Short task. Type out the full listing below line for line without changing anything, and leave the pictures out.

— START —

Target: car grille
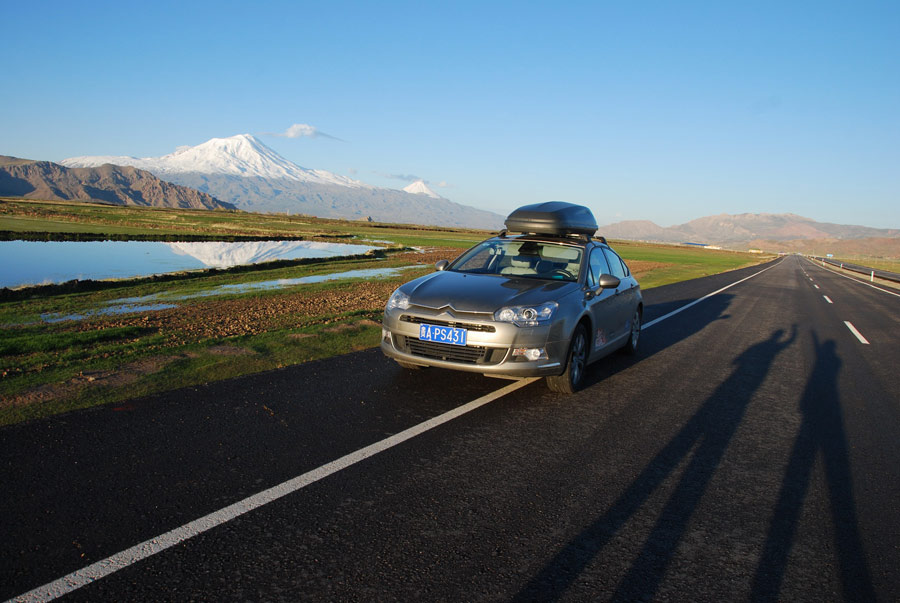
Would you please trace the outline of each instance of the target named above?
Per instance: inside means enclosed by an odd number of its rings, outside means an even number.
[[[409,353],[414,356],[434,358],[436,360],[450,360],[452,362],[467,362],[469,364],[482,362],[485,352],[487,352],[487,348],[480,346],[450,345],[448,343],[421,341],[412,337],[406,338],[406,345],[409,348]]]
[[[439,327],[455,327],[457,329],[465,329],[467,331],[479,331],[481,333],[496,333],[497,329],[494,325],[480,325],[471,322],[458,322],[454,320],[436,320],[434,318],[422,318],[421,316],[410,316],[404,314],[400,317],[401,322],[409,322],[416,325],[429,324]]]

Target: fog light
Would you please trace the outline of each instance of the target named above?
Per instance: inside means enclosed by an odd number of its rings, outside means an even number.
[[[547,360],[547,352],[544,348],[515,348],[513,356],[524,357],[526,360]]]

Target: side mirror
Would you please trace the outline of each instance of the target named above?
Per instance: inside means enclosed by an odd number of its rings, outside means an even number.
[[[598,279],[598,284],[601,289],[615,289],[619,286],[619,283],[622,281],[619,280],[619,277],[613,276],[611,274],[601,274]]]

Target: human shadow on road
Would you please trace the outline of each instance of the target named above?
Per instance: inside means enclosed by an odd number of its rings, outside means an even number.
[[[816,334],[812,336],[816,363],[800,399],[803,422],[778,493],[753,581],[752,599],[778,599],[813,467],[821,455],[828,482],[844,599],[874,601],[875,592],[857,522],[847,436],[837,387],[841,359],[835,352],[834,341],[819,343]]]
[[[569,542],[516,595],[514,600],[553,600],[563,595],[623,526],[684,462],[687,466],[656,524],[619,583],[612,600],[651,598],[754,392],[778,354],[793,343],[783,329],[741,353],[731,375],[716,388],[684,427],[660,450],[622,495]]]

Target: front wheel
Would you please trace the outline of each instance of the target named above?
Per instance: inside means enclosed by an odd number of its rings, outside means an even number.
[[[584,385],[584,370],[587,367],[587,329],[583,324],[575,327],[569,343],[566,370],[562,375],[547,377],[547,387],[560,394],[574,394]]]
[[[628,354],[629,356],[634,356],[637,354],[637,344],[638,340],[641,338],[641,309],[634,309],[634,316],[631,318],[631,335],[628,337],[628,341],[625,343],[625,347],[622,348],[622,351]]]

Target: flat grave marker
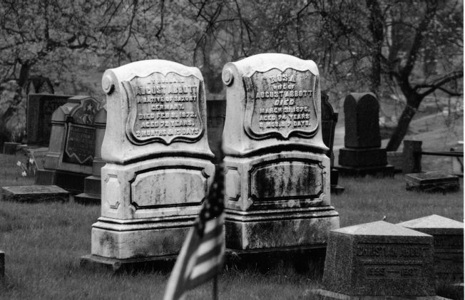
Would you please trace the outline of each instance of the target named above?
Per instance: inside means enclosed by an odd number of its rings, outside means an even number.
[[[223,67],[226,247],[325,247],[330,205],[316,64],[277,53]]]
[[[3,187],[1,191],[4,201],[41,202],[69,200],[69,192],[56,185]]]
[[[432,235],[436,278],[464,282],[464,223],[431,214],[398,225]]]

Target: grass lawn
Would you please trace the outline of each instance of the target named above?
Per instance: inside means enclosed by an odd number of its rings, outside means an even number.
[[[33,184],[16,165],[24,156],[0,155],[0,186]],[[404,177],[339,178],[345,191],[332,195],[341,227],[381,220],[392,223],[436,214],[463,222],[461,190],[450,194],[405,190]],[[112,275],[79,267],[91,251],[91,228],[100,216],[98,206],[73,202],[21,204],[0,202],[0,249],[6,253],[6,276],[0,299],[158,299],[168,274],[140,272]],[[321,274],[296,273],[285,264],[267,273],[229,269],[220,276],[221,299],[315,299],[310,289],[320,286]],[[190,291],[188,299],[210,299],[211,284]]]

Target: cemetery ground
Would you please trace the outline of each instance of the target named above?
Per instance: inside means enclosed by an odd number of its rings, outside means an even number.
[[[2,186],[34,183],[32,177],[21,177],[16,165],[24,159],[21,152],[16,156],[0,155]],[[430,169],[424,165],[424,168]],[[332,195],[332,204],[340,214],[341,227],[384,217],[387,222],[397,223],[431,214],[463,220],[462,178],[459,192],[445,195],[407,192],[402,174],[394,178],[342,177],[339,182],[345,191]],[[72,201],[0,203],[0,249],[6,254],[0,299],[158,299],[163,296],[169,270],[112,274],[80,267],[80,257],[90,253],[91,226],[100,216],[99,206]],[[292,263],[277,261],[272,264],[265,271],[253,266],[247,269],[229,266],[219,278],[220,299],[315,299],[309,291],[321,286],[321,264],[316,262],[307,268],[312,271],[300,266],[301,269],[297,271]],[[211,288],[211,283],[204,284],[190,291],[188,299],[210,299]],[[440,283],[436,292],[458,299]]]

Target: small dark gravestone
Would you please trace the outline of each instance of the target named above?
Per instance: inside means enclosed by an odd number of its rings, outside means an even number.
[[[226,114],[226,100],[207,100],[207,130],[208,130],[208,145],[215,156],[220,153],[218,141],[221,140],[223,128],[225,125]]]
[[[36,184],[56,185],[75,195],[89,194],[89,201],[99,201],[104,105],[88,96],[70,98],[55,110],[51,123],[48,151],[44,170],[36,174]]]
[[[3,187],[2,200],[19,202],[66,202],[69,192],[56,185]]]
[[[371,93],[353,93],[344,102],[344,148],[339,150],[341,172],[364,175],[393,175],[394,167],[387,165],[386,149],[382,149],[379,134],[379,104]]]
[[[339,214],[330,205],[316,64],[258,54],[225,65],[223,81],[226,247],[325,247]]]
[[[51,116],[73,97],[68,95],[29,94],[27,99],[26,140],[29,145],[48,146]]]
[[[421,192],[457,192],[459,177],[441,171],[422,172],[405,175],[407,190]]]
[[[108,163],[102,168],[101,217],[83,264],[173,257],[215,172],[202,74],[173,61],[141,61],[107,70],[102,88],[108,110],[102,157]]]
[[[442,299],[434,296],[433,237],[383,221],[333,230],[323,286],[314,292],[325,299]]]
[[[322,98],[322,133],[323,143],[329,148],[328,157],[331,160],[331,192],[339,194],[344,191],[344,187],[339,185],[339,171],[334,169],[334,154],[332,147],[334,142],[334,130],[337,123],[337,113],[334,113],[329,97],[325,93],[321,93]]]
[[[431,214],[398,225],[432,235],[436,278],[464,282],[464,223]]]

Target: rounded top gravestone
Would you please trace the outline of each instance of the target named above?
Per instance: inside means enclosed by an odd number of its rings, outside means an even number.
[[[352,93],[344,101],[345,136],[349,148],[381,147],[379,103],[372,93]]]
[[[107,128],[102,157],[109,162],[183,155],[210,159],[203,78],[198,68],[140,61],[107,70]]]
[[[227,63],[222,78],[228,86],[226,155],[327,150],[320,130],[320,75],[313,61],[286,54],[257,54]]]

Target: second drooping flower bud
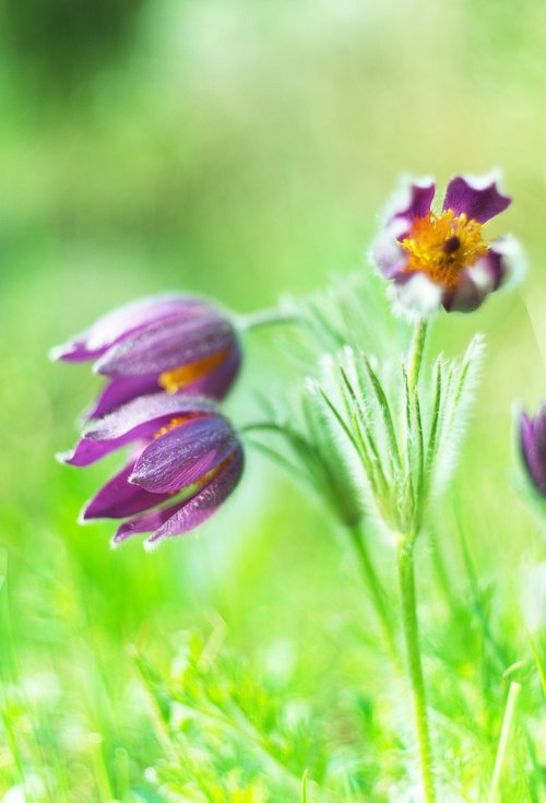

— END —

Response below.
Target: car grille
Would you please trace the outline of each instance of the target named above?
Per instance: inside means enclosed by an odd number of its rings, outside means an even number.
[[[409,353],[414,356],[434,358],[436,360],[450,360],[452,362],[467,362],[469,364],[482,362],[485,352],[487,352],[487,348],[480,346],[450,345],[448,343],[421,341],[412,337],[406,338],[406,345],[409,348]]]
[[[439,327],[455,327],[457,329],[465,329],[467,331],[479,331],[481,333],[496,333],[497,329],[494,325],[480,325],[471,322],[458,322],[454,320],[436,320],[434,318],[422,318],[421,316],[410,316],[404,314],[400,317],[401,322],[409,322],[416,325],[429,324]]]

Target: fog light
Would you please trace the outline of each instance of the target named above?
Per instance: inside means enclosed by an odd number of its rings, outside means an even number.
[[[547,360],[547,352],[544,348],[515,348],[513,356],[524,357],[526,360]]]

Target: side mirror
Would you please trace the outline of each instance of the target named above?
Per instance: inside means enclosed by an odd number of its rings, outside means an even number.
[[[598,279],[598,284],[601,289],[615,289],[619,286],[619,283],[622,281],[619,280],[619,277],[613,276],[611,274],[601,274]]]

Target: human shadow on road
Would you please trace the outline of each instance of the target named above?
Per instance: inside means enclosed by an odd number of its rings, outside means an even number.
[[[816,334],[812,336],[816,363],[800,399],[803,422],[778,493],[753,581],[752,599],[778,599],[813,467],[821,455],[828,482],[844,599],[874,601],[875,592],[857,522],[847,436],[837,387],[841,359],[835,352],[834,341],[819,343]]]
[[[569,542],[516,595],[514,600],[553,600],[563,595],[623,526],[684,462],[687,466],[656,524],[619,583],[612,600],[651,598],[754,392],[778,354],[793,343],[783,329],[741,353],[731,375],[716,388],[684,427],[660,450],[622,495]]]

Target: front wheel
Would you please trace the outline of each instance of the target named above?
Per instance: inside means enclosed by an odd number of its rings, outside means an even number.
[[[584,385],[584,370],[587,367],[587,329],[583,324],[575,327],[569,343],[566,370],[562,375],[547,377],[547,387],[560,394],[574,394]]]
[[[628,354],[629,356],[634,356],[637,354],[637,344],[638,340],[641,338],[641,309],[634,309],[634,316],[631,318],[631,335],[628,337],[628,341],[625,343],[625,347],[622,348],[622,351]]]

Target: flat grave marker
Would you please trace the outline of each instance of the target named above?
Per instance: inside means enclosed by an odd number of its rings, outside means an even number.
[[[223,67],[226,247],[325,247],[330,205],[316,64],[277,53]]]
[[[3,187],[1,191],[4,201],[41,202],[69,200],[69,192],[56,185]]]
[[[432,235],[436,278],[464,282],[464,223],[431,214],[398,225]]]

Target: grass lawn
Would you please trace the outline of each instance of the target named above?
Per instance: inside means enclosed by an odd number of its rings, outside means an even number.
[[[33,184],[16,165],[24,156],[0,155],[0,186]],[[404,177],[339,178],[345,191],[332,195],[341,227],[381,220],[392,223],[436,214],[463,222],[461,190],[450,194],[405,190]],[[112,275],[79,267],[91,251],[91,228],[100,216],[98,206],[73,202],[21,204],[0,202],[0,249],[6,253],[6,276],[0,299],[158,299],[168,274],[140,272]],[[321,274],[296,273],[285,264],[267,273],[229,269],[220,276],[221,299],[315,299],[310,289],[320,286]],[[190,291],[188,299],[210,299],[211,284]]]

Target: cemetery ground
Would you please trace the outline of each instance of the target named above?
Per instance: inside means enclosed by an odd number of its rings, outside means an even number.
[[[2,186],[34,183],[32,177],[21,177],[16,165],[24,159],[21,152],[16,156],[0,155]],[[430,169],[424,165],[424,168]],[[332,195],[332,204],[340,214],[341,227],[384,217],[387,222],[397,223],[431,214],[463,220],[462,178],[459,192],[445,195],[407,192],[402,174],[394,178],[342,177],[339,182],[345,191]],[[72,201],[0,203],[0,249],[6,254],[0,299],[158,299],[163,296],[169,270],[112,274],[80,267],[80,257],[90,253],[91,226],[100,216],[99,206]],[[292,263],[277,261],[272,264],[265,271],[253,266],[247,269],[229,266],[219,278],[220,299],[315,299],[309,291],[321,286],[321,264],[316,262],[307,268],[312,271],[300,266],[301,269],[297,271]],[[211,288],[211,283],[204,284],[190,291],[188,299],[210,299]],[[440,283],[436,292],[458,299]]]

Target: small dark gravestone
Would you please trace the outline of each instance of the target named above?
Per instance: inside means enclosed by an odd number of its rings, outside means an even number.
[[[226,114],[226,100],[207,100],[207,130],[208,130],[208,145],[215,156],[220,153],[218,141],[221,140],[223,128],[225,125]]]
[[[36,184],[56,185],[75,195],[89,194],[89,201],[99,201],[104,105],[88,96],[70,98],[55,110],[51,123],[48,151],[44,170],[36,174]]]
[[[3,187],[2,200],[19,202],[66,202],[69,192],[56,185]]]
[[[371,93],[353,93],[344,102],[344,148],[339,150],[341,172],[364,175],[393,175],[394,167],[387,165],[386,149],[382,149],[379,134],[379,104]]]
[[[339,214],[330,205],[316,64],[258,54],[225,65],[223,81],[226,247],[325,247]]]
[[[51,116],[73,97],[68,95],[29,94],[27,99],[26,140],[29,145],[48,146]]]
[[[421,192],[457,192],[459,177],[441,171],[422,172],[405,175],[407,190]]]
[[[108,163],[102,168],[101,217],[83,264],[173,257],[215,172],[202,74],[173,61],[141,61],[107,70],[102,88],[108,110],[102,157]]]
[[[442,299],[434,296],[433,237],[383,221],[333,230],[323,286],[314,292],[325,299]]]
[[[322,98],[322,133],[323,143],[329,148],[328,157],[331,160],[331,192],[339,194],[344,191],[344,187],[339,185],[339,171],[334,169],[334,154],[332,147],[334,142],[334,130],[337,123],[337,113],[334,113],[329,97],[325,93],[321,93]]]
[[[431,214],[398,225],[432,235],[436,278],[464,282],[464,223]]]

Target: rounded top gravestone
Would you please trace the outline of each instance of the target named above?
Per instance: inside means enclosed by an odd number of its rings, outside means an even number.
[[[352,93],[344,101],[345,136],[349,148],[381,147],[379,103],[372,93]]]
[[[107,128],[102,157],[109,162],[183,155],[210,159],[203,78],[198,68],[140,61],[107,70]]]
[[[227,63],[222,78],[228,86],[226,155],[327,150],[320,130],[320,75],[313,61],[286,54],[257,54]]]

Target: second drooping flower bud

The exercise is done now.